#### [WORK TO BE COMPLETED]
Extract the final stretch of the data: the line that contains "Reviewer, please inspect the photo and confirm that every silver" and every line after it, unaltered, and no other lines.

[Detection examples]
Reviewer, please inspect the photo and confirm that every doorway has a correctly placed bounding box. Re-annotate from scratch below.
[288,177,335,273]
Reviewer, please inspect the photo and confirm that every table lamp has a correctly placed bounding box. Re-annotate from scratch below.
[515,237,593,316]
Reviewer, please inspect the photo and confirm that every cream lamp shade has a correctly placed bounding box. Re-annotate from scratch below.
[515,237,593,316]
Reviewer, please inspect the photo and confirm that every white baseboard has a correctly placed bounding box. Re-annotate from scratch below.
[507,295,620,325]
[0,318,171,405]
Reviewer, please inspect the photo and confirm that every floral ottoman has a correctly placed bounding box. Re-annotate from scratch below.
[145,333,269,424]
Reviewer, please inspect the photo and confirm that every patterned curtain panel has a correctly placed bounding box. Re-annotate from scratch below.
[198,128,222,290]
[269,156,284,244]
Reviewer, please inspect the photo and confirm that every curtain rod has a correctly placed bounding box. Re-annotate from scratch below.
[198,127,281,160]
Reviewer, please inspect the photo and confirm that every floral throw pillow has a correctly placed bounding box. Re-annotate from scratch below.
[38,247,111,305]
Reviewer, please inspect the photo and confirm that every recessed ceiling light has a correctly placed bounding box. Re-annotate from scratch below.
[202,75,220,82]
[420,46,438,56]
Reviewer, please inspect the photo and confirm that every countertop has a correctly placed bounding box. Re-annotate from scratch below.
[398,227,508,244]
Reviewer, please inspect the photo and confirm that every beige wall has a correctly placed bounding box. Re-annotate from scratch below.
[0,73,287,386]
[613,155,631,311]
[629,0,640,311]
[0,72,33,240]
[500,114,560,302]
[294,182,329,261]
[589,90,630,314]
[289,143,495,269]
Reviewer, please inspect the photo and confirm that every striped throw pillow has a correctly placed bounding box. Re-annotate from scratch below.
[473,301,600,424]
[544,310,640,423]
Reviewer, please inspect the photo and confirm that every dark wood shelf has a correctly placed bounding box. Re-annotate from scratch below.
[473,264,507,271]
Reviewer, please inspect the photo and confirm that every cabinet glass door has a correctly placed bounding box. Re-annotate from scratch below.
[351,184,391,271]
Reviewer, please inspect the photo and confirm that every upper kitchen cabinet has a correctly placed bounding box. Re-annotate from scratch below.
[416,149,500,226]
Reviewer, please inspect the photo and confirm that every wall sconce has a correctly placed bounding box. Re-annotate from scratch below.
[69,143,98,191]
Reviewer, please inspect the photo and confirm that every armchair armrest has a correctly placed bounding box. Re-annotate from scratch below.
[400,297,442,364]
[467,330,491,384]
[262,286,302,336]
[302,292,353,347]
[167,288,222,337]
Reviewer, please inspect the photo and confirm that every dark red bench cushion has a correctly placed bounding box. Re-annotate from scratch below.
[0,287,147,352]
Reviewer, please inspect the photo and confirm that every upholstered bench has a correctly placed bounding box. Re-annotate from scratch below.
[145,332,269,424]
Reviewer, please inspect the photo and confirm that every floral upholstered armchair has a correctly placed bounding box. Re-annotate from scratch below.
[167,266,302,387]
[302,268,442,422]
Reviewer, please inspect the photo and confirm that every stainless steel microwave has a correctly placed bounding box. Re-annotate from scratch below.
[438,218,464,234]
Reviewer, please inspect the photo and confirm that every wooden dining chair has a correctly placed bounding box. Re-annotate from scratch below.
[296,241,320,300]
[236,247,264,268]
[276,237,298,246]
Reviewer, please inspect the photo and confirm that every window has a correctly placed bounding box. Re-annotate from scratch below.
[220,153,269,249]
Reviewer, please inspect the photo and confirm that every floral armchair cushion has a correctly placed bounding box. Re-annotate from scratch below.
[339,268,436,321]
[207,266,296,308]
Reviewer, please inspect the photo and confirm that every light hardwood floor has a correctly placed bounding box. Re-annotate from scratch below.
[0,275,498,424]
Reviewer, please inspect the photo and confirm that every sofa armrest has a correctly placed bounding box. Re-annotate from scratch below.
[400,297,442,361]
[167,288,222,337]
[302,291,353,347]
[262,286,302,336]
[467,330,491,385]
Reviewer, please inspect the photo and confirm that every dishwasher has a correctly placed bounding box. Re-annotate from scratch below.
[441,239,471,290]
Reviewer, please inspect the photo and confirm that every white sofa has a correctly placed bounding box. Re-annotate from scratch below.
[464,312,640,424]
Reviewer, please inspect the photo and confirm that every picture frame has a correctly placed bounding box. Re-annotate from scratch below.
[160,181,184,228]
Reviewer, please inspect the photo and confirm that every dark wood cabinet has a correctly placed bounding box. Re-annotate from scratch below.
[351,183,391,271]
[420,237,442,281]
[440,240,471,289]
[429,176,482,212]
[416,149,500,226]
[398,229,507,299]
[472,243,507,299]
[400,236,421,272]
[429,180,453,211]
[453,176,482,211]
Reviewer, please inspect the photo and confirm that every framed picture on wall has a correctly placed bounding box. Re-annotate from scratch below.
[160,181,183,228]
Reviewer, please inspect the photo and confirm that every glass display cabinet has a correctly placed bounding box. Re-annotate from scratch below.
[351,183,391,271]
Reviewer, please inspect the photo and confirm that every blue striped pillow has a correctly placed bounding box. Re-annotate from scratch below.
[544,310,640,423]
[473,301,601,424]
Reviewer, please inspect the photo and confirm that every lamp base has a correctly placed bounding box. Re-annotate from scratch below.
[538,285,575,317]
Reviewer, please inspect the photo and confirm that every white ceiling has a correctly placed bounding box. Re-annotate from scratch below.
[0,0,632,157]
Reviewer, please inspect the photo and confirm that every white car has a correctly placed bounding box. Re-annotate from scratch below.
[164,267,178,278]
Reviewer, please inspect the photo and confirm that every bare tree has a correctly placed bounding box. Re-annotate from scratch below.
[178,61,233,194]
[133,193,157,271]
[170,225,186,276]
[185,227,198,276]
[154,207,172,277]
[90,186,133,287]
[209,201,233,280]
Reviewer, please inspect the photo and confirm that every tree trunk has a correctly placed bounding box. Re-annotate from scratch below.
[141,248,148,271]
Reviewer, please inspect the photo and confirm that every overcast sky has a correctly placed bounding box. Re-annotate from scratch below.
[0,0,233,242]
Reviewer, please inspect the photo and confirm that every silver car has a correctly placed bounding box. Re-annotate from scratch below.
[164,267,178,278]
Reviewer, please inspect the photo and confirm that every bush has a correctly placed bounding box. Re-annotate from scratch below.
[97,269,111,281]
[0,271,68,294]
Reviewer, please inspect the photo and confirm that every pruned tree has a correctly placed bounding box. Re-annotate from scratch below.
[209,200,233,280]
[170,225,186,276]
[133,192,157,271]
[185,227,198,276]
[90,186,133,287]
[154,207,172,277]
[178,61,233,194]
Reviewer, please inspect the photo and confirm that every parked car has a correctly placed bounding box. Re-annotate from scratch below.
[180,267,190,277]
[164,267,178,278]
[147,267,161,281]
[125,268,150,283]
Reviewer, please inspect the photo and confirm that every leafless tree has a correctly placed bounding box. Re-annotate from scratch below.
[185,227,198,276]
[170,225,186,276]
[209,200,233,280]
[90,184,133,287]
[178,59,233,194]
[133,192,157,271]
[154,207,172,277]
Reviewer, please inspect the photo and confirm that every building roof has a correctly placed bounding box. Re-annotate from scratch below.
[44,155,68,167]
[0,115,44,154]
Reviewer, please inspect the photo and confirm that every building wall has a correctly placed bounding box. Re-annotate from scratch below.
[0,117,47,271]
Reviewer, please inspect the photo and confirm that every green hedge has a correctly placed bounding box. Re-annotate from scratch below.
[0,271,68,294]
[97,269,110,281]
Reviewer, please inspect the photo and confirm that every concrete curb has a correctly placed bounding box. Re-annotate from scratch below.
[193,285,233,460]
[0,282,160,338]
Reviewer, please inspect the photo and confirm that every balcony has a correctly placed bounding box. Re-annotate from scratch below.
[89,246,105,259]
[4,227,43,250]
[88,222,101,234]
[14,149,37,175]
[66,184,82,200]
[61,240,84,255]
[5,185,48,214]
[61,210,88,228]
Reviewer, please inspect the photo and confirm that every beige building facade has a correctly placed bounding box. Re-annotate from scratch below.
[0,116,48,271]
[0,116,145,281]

#### [FULL SOLUTION]
Reviewer, please inspect the photo and confirm that every silver car has a correctly placed bounding box. Re-annotate from scratch below.
[164,267,178,278]
Reviewer, please inspect the photo and confirm that every bush has a correctly placed bounding box. Re-annotate from scratch below.
[97,269,111,281]
[0,271,68,294]
Reviewer, please inspect the photo and confirm that every pruned tree has a correctly placed bounding box. Re-annotate from scratch below.
[209,200,233,280]
[170,225,186,276]
[133,192,157,271]
[185,227,198,276]
[90,186,133,287]
[154,207,172,277]
[178,61,233,194]
Reviewer, please inspect the photo and confirm that every parked car has a correctly placed bounding box. Re-annotate from scratch below.
[180,267,190,277]
[164,267,178,278]
[147,267,161,281]
[125,268,150,283]
Reviewer, please inspect the photo and confirm that every leafless tree has a correctly placed bounding box. Re-annotate from scratch below.
[185,227,198,276]
[170,225,186,276]
[209,200,233,280]
[90,184,133,287]
[178,59,233,194]
[133,192,157,271]
[154,207,172,277]
Reviewer, please inspect the photo and confirm that every building roof has a correctly placed bounding box. Re-annotate from scratch below.
[44,155,68,167]
[0,115,44,154]
Reviewer, please inspect the photo and confirm that every building wall has a correctly placed bounding box. Re-annotate from scratch below.
[0,117,47,271]
Reviewer, please inspect the photo and confirm that every green hedge has a correctly placed bounding box. Re-annotate from scratch below.
[0,271,68,294]
[97,269,110,281]
Reviewer, please inspect the photo and confirm that every concrete curb has a correctly placed bounding box. Re-annotate from scratch below.
[193,285,233,460]
[0,282,160,338]
Reviewer, please inspect the photo and confirm that every balcony has a correctly placed bounding box. Re-annotate from scratch below.
[89,246,105,259]
[4,227,43,250]
[88,222,101,234]
[14,149,37,175]
[66,184,82,200]
[61,240,84,255]
[5,185,48,214]
[61,210,88,228]
Reviewer, please inspect the photo and confirm that every beige building facade has a correctly placed bounding box. Re-annotate from scratch below.
[0,116,48,271]
[0,116,145,281]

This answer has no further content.